> _EXTRAIT CITÉ_:
▶
Appliquée au changement, la « théorie du cycle de réponse au deuil » de Kubler-Ross décrit, malgré les différences individuelles, cinq étapes successives de la réponse émotionnelle au changement. Ce cycle vaut surtout s’il s’agit d’un changement imposé et subi. Walter fait face à un triple deuil, à celui de son poste de PDG mais aussi de manière indirecte à celui de son ami James qui était le fils des Donaldson sur lesquels il a projeté l’image de ses parents et, bien sur, le deuil originel de son frère Tommy qui n’a jamais été travaillé.

Le déni, le refus de comprendre

Cette courte phase du deuil survient lorsque le sujet apprend la perte. C'est une période plus ou moins intense où les émotions semblent pratiquement absentes. Les mécanismes de défense sont sollicités au maximum afin de protéger de la réalité trop brutale de la perte.

Dans le premier et deuxième épisode, j’observe chez Walter un comportement manifeste de déni, de refus de comprendre ou d’investiguer la cause de ses crises de panique.

La colère

Le sujet « accuse » les responsables apparents du changement. Cette phase est caractérisée par un sentiment de colère face à la perte. La culpabilité peut s'installer et c’est manifestement le cas chez Walter.

Dans le troisième épisode, j’observe les manifestations de la colère contenue de Walter par le biais de son arrivée tardive, sa façon de tendre son manteau à Paul comme a un valet et des coups de téléphones qui parasites sa séance et qui demande de l’excuser sans arrêt. (jeux « Schliemiel » typique en Analyse Transactionelle). Sa colère est plus exprimée lors de la verbalisation de sa pire peur dont je fais l’hypothèse qu’il sait inconsciemment qu’elle va se réaliser, à savoir la perte de son poste au profit de Jace.

Enfin, la colère de Walter s’exprime par son envie d’emprise sur sa fille dont il ne cautionne pas les choix de vie.

La détresse, la peur

Le sujet « apprécie » la réalité de la perte. Phase plus ou moins longue du processus de deuil qui est caractérisée par une grande tristesse, des remises en question, de la détresse. Les endeuillés dans cette phase ont parfois l'impression qu'ils ne termineront jamais leur deuil car ils ont vécu une grande gamme d'émotions et la tristesse est grande.

Vers la fin du troisième épisode, Paul met en lumière la peur de Walter par le biais de son attitude envers sa fille Nathalie lors de son voyage au Rwanda.

La détresse se manifeste par une prise de conscience de Walter (J'ai réalisé qu'elle n'avait plus besoin de moi. ep3). Cette phase se poursuit au cours de l’épisode quatre (J'ai baissé ma garde, Paul. Je mérite cette punition. ep4)
◀
> _DONNÉES FOURNIES_:
▶
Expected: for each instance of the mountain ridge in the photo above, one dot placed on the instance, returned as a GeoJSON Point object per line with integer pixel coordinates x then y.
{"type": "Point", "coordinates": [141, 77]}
◀
> _EXERCICES À RÉALISER_:
a – Traduisez en anglais cette phrase de l'extrait sur le deuil : « Cette phase est caractérisée par un sentiment de colère face à la perte. »
b – Recopiez à l'identique le passage de l'extrait sur le deuil qui va de « Le déni, le » à « cas chez Walter. », ces deux bornes incluses.
c – D'après l'extrait sur le deuil, combien d'étapes successives de la réponse émotionnelle au changement la théorie de Kubler-Ross décrit-elle ?

> _CORRIGÉ_:
a – This phase is characterized by a feeling of anger at the loss.

b –
Le déni, le refus de comprendre

Cette courte phase du deuil survient lorsque le sujet apprend la perte. C'est une période plus ou moins intense où les émotions semblent pratiquement absentes. Les mécanismes de défense sont sollicités au maximum afin de protéger de la réalité trop brutale de la perte.

Dans le premier et deuxième épisode, j’observe chez Walter un comportement manifeste de déni, de refus de comprendre ou d’investiguer la cause de ses crises de panique.

La colère

Le sujet « accuse » les responsables apparents du changement. Cette phase est caractérisée par un sentiment de colère face à la perte. La culpabilité peut s'installer et c’est manifestement le cas chez Walter.

c – Elle en décrit cinq.